◆ **Work instruction**
Every entry needs to be reproduced exactly.

◆ **Supplied data**
· · · · · · ·

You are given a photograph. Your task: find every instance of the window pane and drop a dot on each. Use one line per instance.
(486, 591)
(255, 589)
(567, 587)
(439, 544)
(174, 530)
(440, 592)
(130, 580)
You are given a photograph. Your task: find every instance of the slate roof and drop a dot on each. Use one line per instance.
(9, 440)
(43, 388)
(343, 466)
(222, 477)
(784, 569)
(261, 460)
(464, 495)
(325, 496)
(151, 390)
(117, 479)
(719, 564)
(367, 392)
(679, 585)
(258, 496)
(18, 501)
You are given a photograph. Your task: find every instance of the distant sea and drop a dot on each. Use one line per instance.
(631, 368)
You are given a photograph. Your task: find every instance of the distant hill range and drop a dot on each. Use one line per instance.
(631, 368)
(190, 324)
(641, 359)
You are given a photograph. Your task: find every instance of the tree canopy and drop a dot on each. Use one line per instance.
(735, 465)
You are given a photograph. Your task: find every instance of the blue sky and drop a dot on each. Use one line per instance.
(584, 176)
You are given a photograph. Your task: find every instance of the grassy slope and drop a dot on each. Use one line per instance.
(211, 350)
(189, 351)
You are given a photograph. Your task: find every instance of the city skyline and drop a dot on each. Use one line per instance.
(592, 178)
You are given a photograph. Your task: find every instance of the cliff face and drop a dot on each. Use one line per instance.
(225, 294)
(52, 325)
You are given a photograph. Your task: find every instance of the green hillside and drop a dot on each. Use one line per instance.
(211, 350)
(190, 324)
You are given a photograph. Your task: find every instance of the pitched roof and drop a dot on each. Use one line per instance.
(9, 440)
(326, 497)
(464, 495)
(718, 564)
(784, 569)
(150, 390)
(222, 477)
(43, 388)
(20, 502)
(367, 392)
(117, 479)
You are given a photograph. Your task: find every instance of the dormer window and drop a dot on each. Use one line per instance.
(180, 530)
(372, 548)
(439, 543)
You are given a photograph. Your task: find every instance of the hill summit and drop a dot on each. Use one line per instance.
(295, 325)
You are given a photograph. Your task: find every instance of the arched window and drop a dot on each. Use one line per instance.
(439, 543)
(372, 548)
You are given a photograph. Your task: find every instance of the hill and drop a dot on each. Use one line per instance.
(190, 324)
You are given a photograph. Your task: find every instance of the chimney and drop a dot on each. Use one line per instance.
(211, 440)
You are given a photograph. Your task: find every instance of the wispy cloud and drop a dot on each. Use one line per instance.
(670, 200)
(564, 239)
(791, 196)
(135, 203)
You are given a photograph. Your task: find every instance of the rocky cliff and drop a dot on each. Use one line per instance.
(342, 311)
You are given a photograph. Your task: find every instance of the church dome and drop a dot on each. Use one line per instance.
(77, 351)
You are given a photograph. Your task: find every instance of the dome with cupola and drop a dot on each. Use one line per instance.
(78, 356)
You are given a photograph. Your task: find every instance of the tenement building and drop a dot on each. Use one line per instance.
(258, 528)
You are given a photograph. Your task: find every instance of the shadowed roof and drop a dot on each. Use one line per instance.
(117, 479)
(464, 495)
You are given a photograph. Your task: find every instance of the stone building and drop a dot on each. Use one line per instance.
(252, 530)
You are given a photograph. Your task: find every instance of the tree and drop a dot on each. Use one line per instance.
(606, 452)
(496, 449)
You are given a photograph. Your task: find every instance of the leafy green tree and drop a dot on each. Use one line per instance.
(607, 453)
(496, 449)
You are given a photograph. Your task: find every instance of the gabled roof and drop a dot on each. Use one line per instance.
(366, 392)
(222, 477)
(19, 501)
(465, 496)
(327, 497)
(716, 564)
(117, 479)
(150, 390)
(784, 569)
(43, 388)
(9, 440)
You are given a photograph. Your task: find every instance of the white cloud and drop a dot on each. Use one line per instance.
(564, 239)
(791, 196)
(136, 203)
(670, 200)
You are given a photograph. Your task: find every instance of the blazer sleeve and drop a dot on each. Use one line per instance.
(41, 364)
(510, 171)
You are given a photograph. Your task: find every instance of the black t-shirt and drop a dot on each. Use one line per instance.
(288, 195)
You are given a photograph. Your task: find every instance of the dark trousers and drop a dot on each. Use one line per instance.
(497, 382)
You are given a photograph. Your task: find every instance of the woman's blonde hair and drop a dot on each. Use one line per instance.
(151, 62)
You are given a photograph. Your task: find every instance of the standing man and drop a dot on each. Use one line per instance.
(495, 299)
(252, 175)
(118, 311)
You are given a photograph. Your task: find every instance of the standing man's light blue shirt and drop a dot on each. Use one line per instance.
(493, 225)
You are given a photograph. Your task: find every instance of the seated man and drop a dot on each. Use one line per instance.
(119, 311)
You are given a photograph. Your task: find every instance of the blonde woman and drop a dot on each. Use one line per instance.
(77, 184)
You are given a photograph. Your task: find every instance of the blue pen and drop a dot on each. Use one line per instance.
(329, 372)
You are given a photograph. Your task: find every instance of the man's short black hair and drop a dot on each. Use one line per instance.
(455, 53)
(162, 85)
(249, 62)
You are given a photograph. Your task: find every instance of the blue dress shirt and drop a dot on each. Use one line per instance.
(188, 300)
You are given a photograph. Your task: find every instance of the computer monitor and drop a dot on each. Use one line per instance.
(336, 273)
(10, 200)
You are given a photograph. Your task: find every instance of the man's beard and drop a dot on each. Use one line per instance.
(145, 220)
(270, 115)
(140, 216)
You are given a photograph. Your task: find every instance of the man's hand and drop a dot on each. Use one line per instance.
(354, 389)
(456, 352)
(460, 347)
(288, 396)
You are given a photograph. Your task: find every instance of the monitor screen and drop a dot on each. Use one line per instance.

· · · · · · ·

◆ **Output**
You are given a photograph. Your task: find every instance of the window pane and drop a dot on each. Use one line per instance.
(486, 591)
(255, 589)
(567, 587)
(439, 544)
(174, 530)
(440, 592)
(130, 580)
You are given a photograph. Your task: find every instance of the slate roof and drop a dot on each. Use one line per instance.
(9, 440)
(43, 388)
(343, 466)
(222, 477)
(784, 569)
(261, 460)
(464, 495)
(325, 496)
(151, 390)
(117, 479)
(719, 564)
(367, 392)
(679, 585)
(258, 496)
(18, 501)
You are given a photograph. Your task: find every instance of the distant sea and drop a dot on each. Use one line per instance.
(631, 368)
You are given a photograph. Your task: find every instance of the distant hill range and drop a dot on each. Use one line per instance.
(631, 368)
(190, 324)
(641, 359)
You are given a photograph. Your task: find every instance of the tree canopy and drop a dot on each. Use one line per instance.
(735, 465)
You are given a photograph. Your task: find every instance of the blue sky and drop a dot on each. Use one line per instance.
(584, 176)
You are given a photograph. Your task: find every instance of the grassy slope and drop a dot on each. Use one line per instance.
(211, 350)
(189, 351)
You are given a photograph. Your task: find every instance of the city skyline and drop a dot on each. Use one line per instance.
(592, 178)
You are given a photograph. Your task: find every instance of the cliff face and drop a dot on each. Use one line per instance.
(225, 294)
(52, 325)
You are given a photograph. Your task: find every instance of the green hillside and drop a dot on each. Use one line per instance.
(211, 350)
(190, 324)
You are given a photograph. Your task: find every instance of the pitched roof and drop a dot on each. Use one line per instance.
(9, 440)
(326, 497)
(464, 495)
(718, 564)
(784, 569)
(150, 390)
(222, 477)
(43, 388)
(20, 502)
(367, 392)
(117, 479)
You are given a photograph. Your task: find every instance of the dormer window and drop a dot on each. Use one line per instance.
(180, 530)
(372, 548)
(439, 543)
You are given a photograph. Your task: find every instance of the hill summit and drop a dot on each. Use one line per instance.
(295, 325)
You are given a photograph. Your task: find every instance of the arched window and drop a dot on each. Use one line per instance.
(439, 543)
(372, 548)
You are given a photograph. Your task: find every instance of the hill and drop a dot on each. Use one line per instance.
(190, 324)
You are given a photograph. Your task: find every instance of the chimney and drop a dot on each. Use one line per instance.
(211, 440)
You are given a photograph. Your task: find every instance of the wispy cloud and drop a dot on each. Use one line per instance.
(670, 200)
(564, 239)
(791, 196)
(135, 203)
You are given a photograph. Your task: find every instance of the rocky cliff and drop a dot on each. Use one line per instance.
(342, 311)
You are given a photograph. Your task: find every instance of the church dome and drop a dot on each. Use one line per instance.
(77, 351)
You are given a photograph. Your task: find every instance of the dome with cupola and drop a dot on each. Use one line per instance.
(78, 356)
You are given a photograph. Your task: find every instance of the tenement building and drop a dot on each. Use one line per instance.
(258, 528)
You are given a photograph. Your task: find every instance of the shadowed roof and drop a dot on each. Use one line per instance.
(117, 479)
(464, 495)
You are given a photograph. Your task: find every instance of the stone building and drop a dot on each. Use one line per instance.
(252, 530)
You are given a photograph. Your task: find every instance of the tree and drop a dot on each. Use one line per instance.
(606, 452)
(496, 449)
You are given a photograph. Your task: find every instance of the leafy green tree and drop a dot on each. Use one line per instance.
(607, 453)
(496, 449)
You are given a photograph. Your task: find every instance of the gabled roof and drop a dot on each. Use one line per instance.
(366, 392)
(222, 477)
(19, 501)
(465, 496)
(327, 497)
(716, 564)
(117, 479)
(150, 390)
(784, 569)
(43, 388)
(9, 440)
You are given a photograph. Your task: find every instance of the white cloud and drop a dot on each. Use one line per instance.
(564, 239)
(791, 196)
(136, 203)
(670, 200)
You are given a photograph. Your task: find every instance of the blazer sleeve and drop a dot on each. Use one line per instance.
(41, 364)
(510, 171)
You are given a photograph. Your task: find every instance of the black t-shirt and drop a dot on each. Use one line per instance.
(288, 195)
You are given a photograph. Your task: find every instance of the dark trousers and drop a dot on each. Use one line per instance.
(497, 382)
You are given a photograph. Your task: find every instance of the woman's blonde hair and drop a dot on each. Use one line per instance.
(151, 62)
You are given a photograph. Your task: find every instance of the standing man and drop a dot on each. Use one line per instance.
(495, 299)
(252, 175)
(118, 311)
You are given a photograph. Your task: find every instance of the standing man's light blue shirt and drop a dot on each. Use one line per instance.
(493, 225)
You are given a photograph. Your task: find every instance of the seated man and drop a dot on each. Use one line per instance.
(119, 311)
You are given a photograph. Your task: find every instance of the blonde woman and drop a dot on each. Use one line per instance.
(77, 184)
You are given a photograph. Your task: find every instance of the blue pen and drop a dot on each. Use one line per instance.
(329, 372)
You are given a photograph. Your task: find every instance of the man's short black hair and drop a dot on each. Use one line per instance.
(455, 53)
(162, 85)
(249, 62)
You are given a photograph. Your task: find every instance of the blue dress shirt and drop a dot on each. Use one line per instance.
(188, 300)
You are given a photograph. Your task: find every instance of the computer monitor and drop a dot on each. Use one line per instance.
(336, 273)
(10, 200)
You are given a photograph. Your task: find every instance of the man's beard and drop a dot on each. Use one line per instance.
(145, 220)
(270, 115)
(140, 216)
You are given a photograph. Your task: find every instance of the man's hand and drop a dot on each. Use one line per instance.
(354, 389)
(456, 352)
(460, 347)
(288, 396)
You are given a photograph. Your task: find every instance of the monitor screen and drop a dot on each. Use one line per instance.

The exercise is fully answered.